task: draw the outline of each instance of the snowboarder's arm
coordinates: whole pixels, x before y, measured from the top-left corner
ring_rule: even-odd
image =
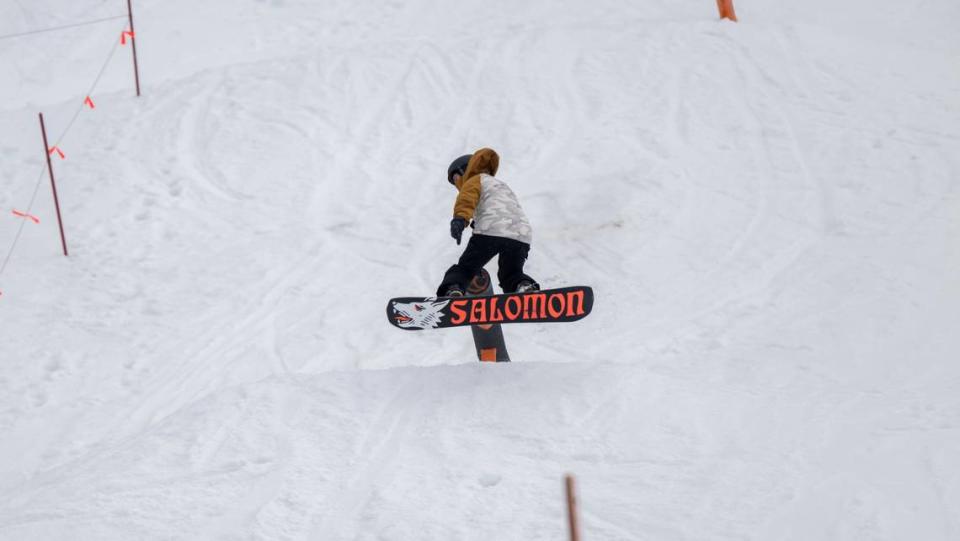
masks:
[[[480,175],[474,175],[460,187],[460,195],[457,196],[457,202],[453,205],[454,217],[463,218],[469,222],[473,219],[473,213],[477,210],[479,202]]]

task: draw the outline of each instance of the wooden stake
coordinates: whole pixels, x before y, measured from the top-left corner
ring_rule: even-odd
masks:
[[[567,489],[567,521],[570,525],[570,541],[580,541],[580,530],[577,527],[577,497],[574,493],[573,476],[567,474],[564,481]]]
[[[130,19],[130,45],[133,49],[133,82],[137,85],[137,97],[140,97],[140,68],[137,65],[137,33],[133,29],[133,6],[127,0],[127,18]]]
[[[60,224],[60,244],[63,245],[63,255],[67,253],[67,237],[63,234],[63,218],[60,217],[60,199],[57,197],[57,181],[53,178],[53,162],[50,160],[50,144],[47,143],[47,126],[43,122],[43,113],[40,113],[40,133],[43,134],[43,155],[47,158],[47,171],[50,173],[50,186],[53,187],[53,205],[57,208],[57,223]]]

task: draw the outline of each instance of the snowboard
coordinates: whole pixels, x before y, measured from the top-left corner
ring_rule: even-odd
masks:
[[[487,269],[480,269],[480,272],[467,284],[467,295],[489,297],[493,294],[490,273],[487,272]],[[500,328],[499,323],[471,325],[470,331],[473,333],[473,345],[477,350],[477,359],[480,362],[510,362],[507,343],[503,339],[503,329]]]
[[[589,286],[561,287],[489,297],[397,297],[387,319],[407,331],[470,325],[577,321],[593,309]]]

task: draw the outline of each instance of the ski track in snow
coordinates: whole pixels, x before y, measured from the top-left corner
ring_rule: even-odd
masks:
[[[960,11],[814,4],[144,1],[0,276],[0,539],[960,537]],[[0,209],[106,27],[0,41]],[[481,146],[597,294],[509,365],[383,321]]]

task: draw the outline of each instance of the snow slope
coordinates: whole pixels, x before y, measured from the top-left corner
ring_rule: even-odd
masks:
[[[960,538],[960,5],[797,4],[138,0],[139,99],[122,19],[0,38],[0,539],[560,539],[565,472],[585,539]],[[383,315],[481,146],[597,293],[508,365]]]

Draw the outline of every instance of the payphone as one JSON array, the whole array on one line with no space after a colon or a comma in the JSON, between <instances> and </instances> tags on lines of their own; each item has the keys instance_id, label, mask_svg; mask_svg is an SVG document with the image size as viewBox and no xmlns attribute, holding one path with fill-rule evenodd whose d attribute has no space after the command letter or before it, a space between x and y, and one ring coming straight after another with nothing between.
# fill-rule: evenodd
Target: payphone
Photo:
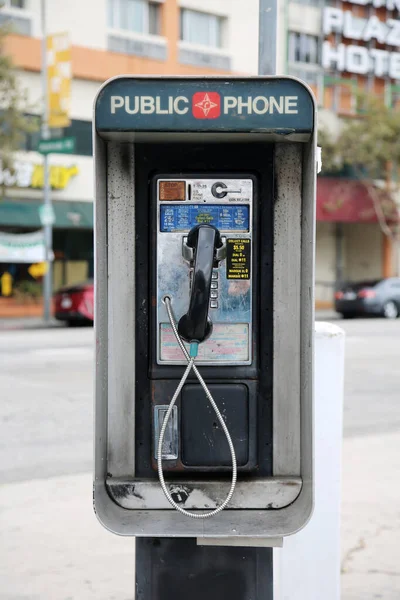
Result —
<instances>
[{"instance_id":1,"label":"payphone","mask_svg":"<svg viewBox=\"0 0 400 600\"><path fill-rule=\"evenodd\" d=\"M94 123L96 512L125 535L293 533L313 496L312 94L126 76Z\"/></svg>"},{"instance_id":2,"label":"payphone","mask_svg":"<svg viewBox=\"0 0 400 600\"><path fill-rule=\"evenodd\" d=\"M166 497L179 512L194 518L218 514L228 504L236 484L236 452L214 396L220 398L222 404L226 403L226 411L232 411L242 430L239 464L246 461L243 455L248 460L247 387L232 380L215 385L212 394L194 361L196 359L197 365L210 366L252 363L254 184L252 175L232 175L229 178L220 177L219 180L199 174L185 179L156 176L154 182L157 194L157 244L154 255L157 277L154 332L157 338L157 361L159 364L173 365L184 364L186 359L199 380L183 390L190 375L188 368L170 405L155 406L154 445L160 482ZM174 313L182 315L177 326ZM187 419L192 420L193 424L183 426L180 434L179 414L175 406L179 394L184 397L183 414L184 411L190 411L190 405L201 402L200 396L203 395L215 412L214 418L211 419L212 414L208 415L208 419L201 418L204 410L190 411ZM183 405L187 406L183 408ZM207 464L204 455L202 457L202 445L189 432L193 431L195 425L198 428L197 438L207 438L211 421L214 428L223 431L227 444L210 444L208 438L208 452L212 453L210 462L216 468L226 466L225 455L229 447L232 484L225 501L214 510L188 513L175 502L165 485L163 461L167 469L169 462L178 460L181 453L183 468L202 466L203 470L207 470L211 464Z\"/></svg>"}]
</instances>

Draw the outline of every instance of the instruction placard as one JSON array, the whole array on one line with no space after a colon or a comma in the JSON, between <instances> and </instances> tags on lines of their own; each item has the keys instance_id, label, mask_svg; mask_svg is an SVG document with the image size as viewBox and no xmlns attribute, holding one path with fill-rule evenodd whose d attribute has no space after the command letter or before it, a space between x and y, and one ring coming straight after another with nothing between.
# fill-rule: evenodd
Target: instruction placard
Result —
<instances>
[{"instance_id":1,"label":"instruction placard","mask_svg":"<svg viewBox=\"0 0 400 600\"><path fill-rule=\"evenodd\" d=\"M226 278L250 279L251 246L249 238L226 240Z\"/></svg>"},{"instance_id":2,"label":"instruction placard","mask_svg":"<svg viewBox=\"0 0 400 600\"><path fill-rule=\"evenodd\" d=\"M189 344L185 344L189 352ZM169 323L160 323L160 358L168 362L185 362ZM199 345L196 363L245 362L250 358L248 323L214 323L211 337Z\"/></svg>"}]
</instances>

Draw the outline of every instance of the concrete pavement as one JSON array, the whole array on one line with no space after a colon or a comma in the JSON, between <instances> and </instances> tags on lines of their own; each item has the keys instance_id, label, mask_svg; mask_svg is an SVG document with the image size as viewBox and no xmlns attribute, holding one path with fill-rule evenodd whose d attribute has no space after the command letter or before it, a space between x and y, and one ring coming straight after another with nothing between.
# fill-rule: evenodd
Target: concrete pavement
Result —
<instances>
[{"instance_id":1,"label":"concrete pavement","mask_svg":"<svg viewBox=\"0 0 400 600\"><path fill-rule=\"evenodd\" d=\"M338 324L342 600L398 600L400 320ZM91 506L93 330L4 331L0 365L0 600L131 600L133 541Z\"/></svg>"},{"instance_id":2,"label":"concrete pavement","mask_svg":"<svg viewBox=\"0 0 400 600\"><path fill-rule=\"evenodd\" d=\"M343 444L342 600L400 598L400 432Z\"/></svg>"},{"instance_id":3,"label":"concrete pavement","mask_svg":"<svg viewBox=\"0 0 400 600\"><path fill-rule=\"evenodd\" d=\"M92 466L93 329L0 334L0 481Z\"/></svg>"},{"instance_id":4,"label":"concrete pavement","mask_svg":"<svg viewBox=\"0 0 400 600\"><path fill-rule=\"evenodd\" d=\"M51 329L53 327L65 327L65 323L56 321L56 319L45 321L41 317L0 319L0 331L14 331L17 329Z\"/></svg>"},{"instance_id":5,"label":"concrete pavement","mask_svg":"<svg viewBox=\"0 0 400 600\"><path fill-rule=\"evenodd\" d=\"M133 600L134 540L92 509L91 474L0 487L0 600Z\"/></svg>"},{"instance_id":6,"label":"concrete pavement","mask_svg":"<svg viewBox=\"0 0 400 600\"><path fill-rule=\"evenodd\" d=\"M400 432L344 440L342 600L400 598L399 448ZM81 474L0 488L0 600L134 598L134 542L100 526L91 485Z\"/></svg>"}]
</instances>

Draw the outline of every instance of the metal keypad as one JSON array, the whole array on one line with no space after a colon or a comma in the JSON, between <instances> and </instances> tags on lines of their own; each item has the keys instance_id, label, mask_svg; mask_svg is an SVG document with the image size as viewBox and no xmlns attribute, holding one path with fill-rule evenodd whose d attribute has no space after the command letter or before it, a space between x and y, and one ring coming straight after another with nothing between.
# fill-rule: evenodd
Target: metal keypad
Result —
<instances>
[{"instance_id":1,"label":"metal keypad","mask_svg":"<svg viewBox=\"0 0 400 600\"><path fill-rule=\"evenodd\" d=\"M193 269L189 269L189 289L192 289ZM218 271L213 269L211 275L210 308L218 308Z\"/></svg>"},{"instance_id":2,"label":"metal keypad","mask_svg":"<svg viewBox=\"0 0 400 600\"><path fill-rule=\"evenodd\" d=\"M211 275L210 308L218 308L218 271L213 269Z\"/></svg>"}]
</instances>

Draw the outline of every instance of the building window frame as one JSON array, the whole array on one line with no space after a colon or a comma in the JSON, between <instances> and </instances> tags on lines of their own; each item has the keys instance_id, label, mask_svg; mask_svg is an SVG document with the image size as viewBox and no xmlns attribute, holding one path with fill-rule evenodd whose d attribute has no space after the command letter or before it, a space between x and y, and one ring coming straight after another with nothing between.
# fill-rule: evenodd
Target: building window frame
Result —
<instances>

To do:
Give the number of lines in the records above that contain the word "Target". Reply with that number alone.

Completed task:
5